Mark Zuckerberg, Bill Gates ve Steve Jobs inandıkları bir fikrin peşinden sürüklendiklerinde henüz 20li yaşlarının başındaydı. Onların inanıp gerçekleştirdiği bu fikirler, şu an milyonlarca insanın hayatında yer alıyor. Onlar gençlik dönemlerinde büyük işler başardılar. Peki ya çoktan 30’lu, 40’lı yaşlarınızı geçtiyseniz? Büyük işler başarmak için, inandığınız iyi bir fikrin peşinden sürüklenmek, önsezilerinizi dinlemek için çok mu geç?
Girişimcilik yaşı ile başarılı girişimler hakkında yapılan bir araştırma ile ilgili yayımlanan “ Breakthrough Entrepreneurship: The Proven Framework for Building Brilliant New Ventures,” isimli kitap bu konuda en çok tartışılan konulara değiniyor. Kitaptan alıntılanan birkaç başlık aşağıdaki gibi sıralanmaktadır:
“Genç Girişimciler Daha İyi Fikirler Üretir”
Mark Zuckerberg’in Facebook’un başarılı olacağını öngörmesi yalnızca gençliğinin eseri midir? Aslına bakarsanız iyi bir fikri tanımlarken kullanılan ifade “Müşterilerin ve pazarın dinamiklerini doğru bir şekilde algılamak” olacaktır. Mark Zuckerberg ya da Bill Gates için girdiği pazara uygun teknolojiyi geliştirirken genç olmak gerçek bir avantaj sağlamış olabilir. Fakat hala ortada kafaları karıştıran bir soru bulunmakta: Cisco müşterilerinin ihtiyaçlarını; onlara yıllardır hizmet veren 50 yaşındaki ürün yöneticisinden ya da yıllardır bu ürün ailesini kullanan daimi bir müşteriden daha iyi kim bilebilir?
“Genç Girişimciler ‘Neyin Yapılmaması Gerektiğini’ Bilemezler”
Deneyimsiz olmak bir avantaj mıdır? Bir konuya yıllarını vermiş olmak, beraberinde karar verirken daha ayrıntılı düşünmeyi getirir. Deneyimli girişimci bir sonraki stratejik hamlenin getireceği sonuçlara kafa yorarken, genç girişimci toyluğunun verdiği gözü karalıkla daha kolay adımlar atar. Her iki yaklaşımın avantajları uzun uzadıya tartışılabilir. Fakat günün sonunda varılan nokta; kişi, ister deneyimli isterse toy bir girişimci olsun, fikrinin başarılı ya da başarısız olduğuna kanaat getirinceye kadar test etmelidir.
“Genç Girişimciler Daha İyi Odaklanır”

* * * *

▶ _Verilen görev 1_
Aşağıdaki kayıtların tamamını satırı satırına aynen yaz, ancak görselleri yanıta alma.
Alıntı metin ile kayıtlar arasında hiçbir bağ yoktur.

* * * *

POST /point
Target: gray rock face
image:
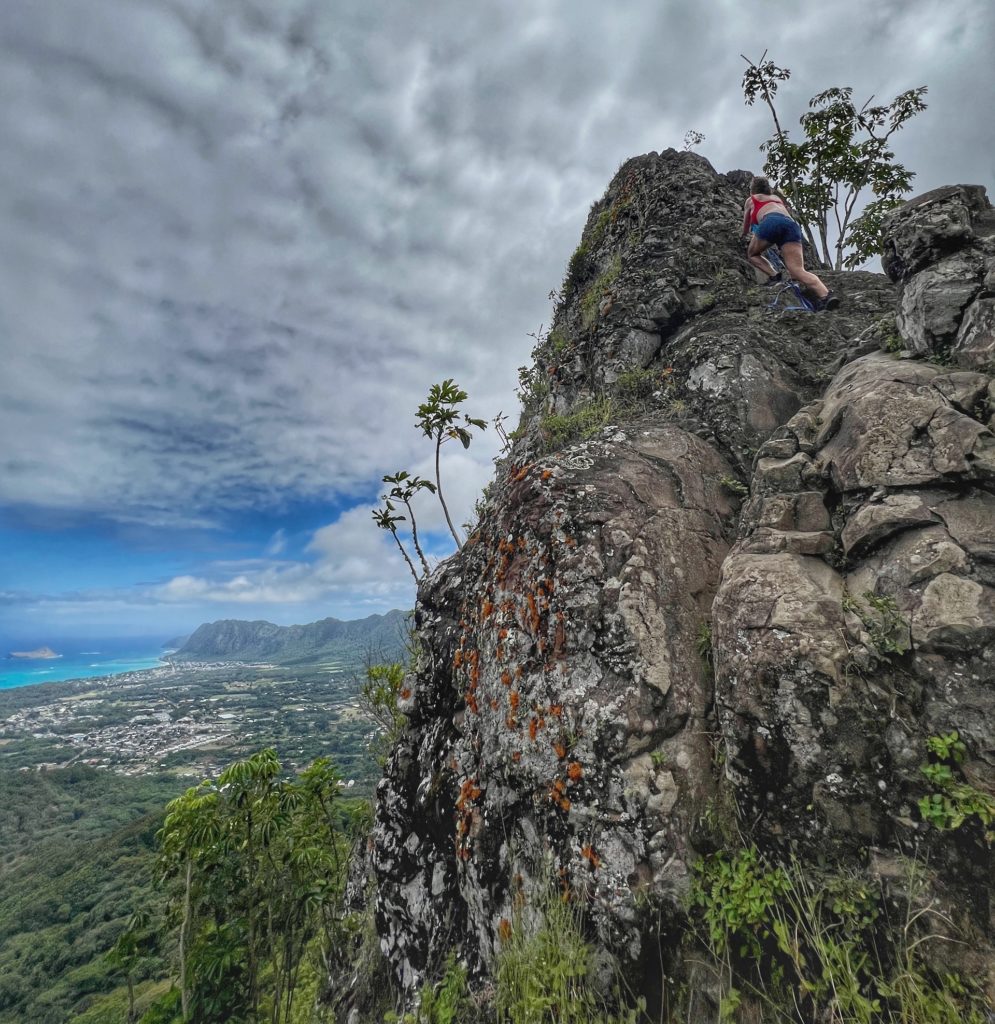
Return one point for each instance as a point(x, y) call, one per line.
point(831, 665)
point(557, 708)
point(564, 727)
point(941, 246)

* * * *

▶ _Verilen görev 2_
Alıntı metne göre şu ifadeler doğru mu? Her biri için evet ya da hayır de ve karara dayanak olan sözleri metinden birebir alıntıla. (a) Sözü edilen kitap, girişimcilik yaşı ve başarılı girişimler üzerine yapılan bir araştırmayla ilgilidir. (b) Zuckerberg, Gates ve Jobs fikirlerinin peşinden gittiklerinde 30'lu yaşlarındaydı. (c) Girişimci, deneyimli de olsa toy da olsa fikrini test etmelidir.

▶ _Yanıt 1_
POST /point
Target: gray rock face
image:
Return one point for each instance as a point(x, y) call, one per line.
point(831, 665)
point(557, 708)
point(564, 727)
point(941, 246)

▶ _Yanıt 2_
(a) Evet: “Girişimcilik yaşı ile başarılı girişimler hakkında yapılan bir araştırma ile ilgili yayımlanan”
(b) Hayır: “henüz 20li yaşlarının başındaydı”
(c) Evet: “kişi, ister deneyimli isterse toy bir girişimci olsun, fikrinin başarılı ya da başarısız olduğuna kanaat getirinceye kadar test etmelidir”